— BEGIN LISTING —
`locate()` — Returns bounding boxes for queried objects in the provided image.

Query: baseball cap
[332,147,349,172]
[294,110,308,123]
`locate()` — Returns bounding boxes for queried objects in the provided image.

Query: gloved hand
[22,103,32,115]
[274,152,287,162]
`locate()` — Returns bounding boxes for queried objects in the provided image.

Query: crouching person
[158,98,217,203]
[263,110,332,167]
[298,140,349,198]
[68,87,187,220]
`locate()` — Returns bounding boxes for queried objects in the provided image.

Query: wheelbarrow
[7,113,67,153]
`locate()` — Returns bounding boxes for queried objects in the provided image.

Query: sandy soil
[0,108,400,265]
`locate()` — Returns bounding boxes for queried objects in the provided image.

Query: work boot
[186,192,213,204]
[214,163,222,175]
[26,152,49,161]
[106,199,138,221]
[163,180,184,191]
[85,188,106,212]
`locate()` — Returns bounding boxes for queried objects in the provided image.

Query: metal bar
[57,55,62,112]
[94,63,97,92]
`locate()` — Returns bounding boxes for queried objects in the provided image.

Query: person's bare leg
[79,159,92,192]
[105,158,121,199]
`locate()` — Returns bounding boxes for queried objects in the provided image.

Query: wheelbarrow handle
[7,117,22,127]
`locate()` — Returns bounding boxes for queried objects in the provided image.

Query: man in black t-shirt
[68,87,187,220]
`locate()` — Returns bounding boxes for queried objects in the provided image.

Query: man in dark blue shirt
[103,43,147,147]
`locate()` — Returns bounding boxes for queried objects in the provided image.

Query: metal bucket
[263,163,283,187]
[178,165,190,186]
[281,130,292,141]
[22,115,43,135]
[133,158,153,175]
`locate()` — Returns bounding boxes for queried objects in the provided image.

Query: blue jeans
— END LISTING —
— BEGIN LISTING —
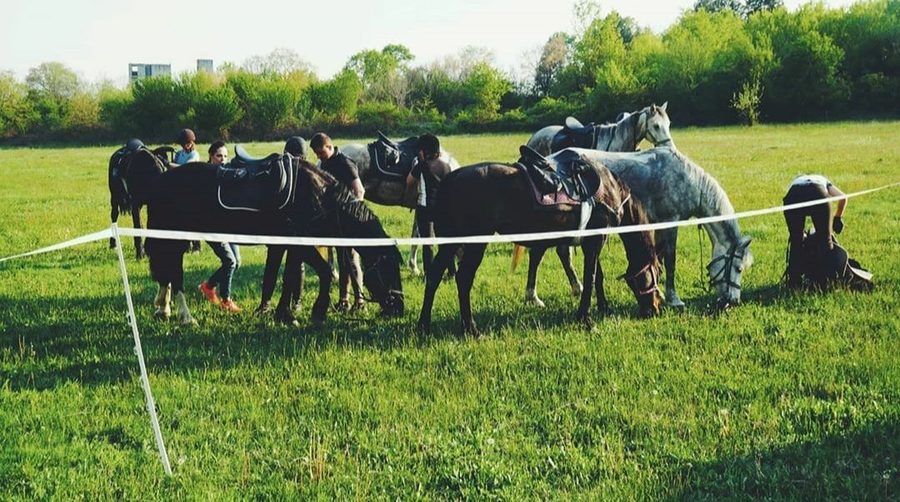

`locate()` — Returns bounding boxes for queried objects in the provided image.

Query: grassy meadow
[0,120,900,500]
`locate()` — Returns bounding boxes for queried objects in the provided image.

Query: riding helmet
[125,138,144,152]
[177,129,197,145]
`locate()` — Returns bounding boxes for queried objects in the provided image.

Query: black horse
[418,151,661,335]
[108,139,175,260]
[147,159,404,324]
— END LISTING —
## INSTRUCTIONS FOR THE TASK
Show every line above that contains the string "wheelbarrow", copied in full.

## WRITTEN ANSWER
Query: wheelbarrow
Query: wheelbarrow handle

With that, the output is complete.